ACTIVITY LIST -
- a) In the news report on the Devonport jumping castle tragedy, what injuries did Beau Medcraft suffer?
- b) Carry on the news report on the Devonport jumping castle tragedy, starting after its last sentence.

Pictured: Boy 12, who miraculously Survived Australia”s bouncing castle tragedy that killed six kids

A boy who miraculously survived a jumping castle tragedy that killed six of his ‘best mates’ has sent a heartfelt message for his supporters.

Beau Medcraft, 12, suffered two broken arms and a shattered wrist after he fell 10 metres from a bouncing house that got caught up in a ‘mini-tornado’ during a graduation celebration at Hillcrest Primary School in Devonport, Tasmania, on Thursday.

Zane Mellor, 12, Jye Sheehan, 12, Jalailah Jayne-Maree Jones, 12, Peter Dodt, 12, Addison Stewart, 11, and Chace Hamilton, 11, were killed in the disaster – but Beau somehow managed to walk away.

The 12-year-old was recovering at home after being released from hospital on Friday when he received a very special message from Tasmanian-born country music star Casey Barnes.

Meet young Beau Medcraft who was caught up in the tragic events in Devonport this week,’ Barnes wrote.

‘Two broken arms, a shattered wrist but sadly also lost his best mates as a result of the incident.’

The musician explained he grew up on the state’s north-west coast, went to college and played some of his first gigs in Devonport, ‘so am really feeling for the community and everyone directly involved,’ he added.

He encouraged his followers to ‘drop Beau a get well message … it’ll make his day’ – and heartfelt messages came flooding in.

PROVIDED MATERIAL -
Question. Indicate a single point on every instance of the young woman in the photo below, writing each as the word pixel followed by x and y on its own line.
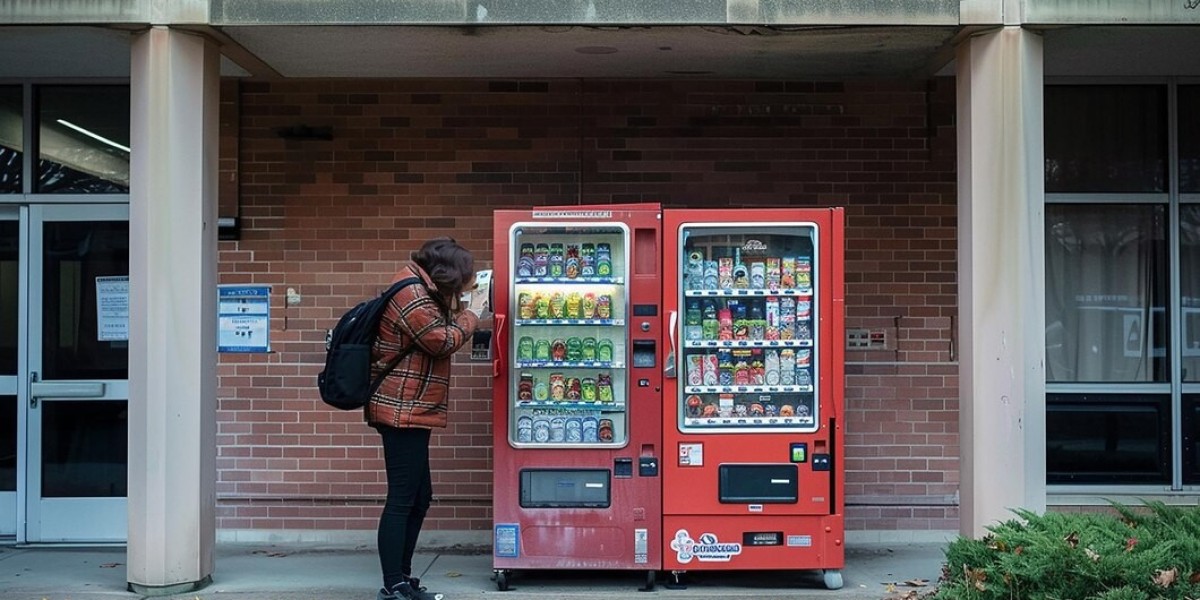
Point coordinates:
pixel 426 323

ANSWERS BY ITEM -
- a) Two broken arms and a shattered wrist.

- b)
Bandaged and bruised and wearing Barnes’ merchandise, Beau made a video to thank him and the Australian community for their ongoing support.

He asked the singer to share the video to ensure his supporters know their warm words were appreciated.

‘Hi Casey, thanks for the support and all the awesome people who commented,’ Beau said.

He also accepted an invitation on behalf of his family to meet Barnes at a show in February.

Barnes said the messaged ‘lifted his spirits’.

‘It’s just so nice to know he’s got the support out there at the moment.’

 On Friday, Beau’s father John Medcraft took to social media to share the details of his son’s fortunate escape and express his sorrow to the victims who weren’t so lucky.

‘My boy Beau was and is so lucky, he was on the jumping castle and thrown off,’ he said of Thursday’s tragedy,’ he said.

‘He’s bruised, busted and broken but he’s still with us. He’s more thinking of his mates he’s lost and all of them. He’s a tough kid.’

Beau attended the growing memorial for the six children on Sunday, armed with gaming controllers which he left as a tribute to his dead friends.

With both arms in casts and his shoulder in a sling, Beau placed four Xbox controllers among the sea of flowers and cards left by families and members of the local community.

He then broke down as he hugged his parents who embraced the young boy at the tribute.

Zane’s family have also spoken of their grief as a nurse who was working in a nearby hospital on the day of the tragedy described the ‘phenomenal’ efforts staff made to help the injured children.

His mother and grandfather visited the makeshift memorial at the school on Saturday to show their appreciation as fundraising page for the victims’ families reached the $1.2million mark.

‘I just needed to see what everyone had done and I appreciate it so much but nothing brings my baby home,’ Ms Gardam said through tears.

The broken mother and grandad each brought items that reminded them of Zane to the memorial saying they couldn’t part with them yet.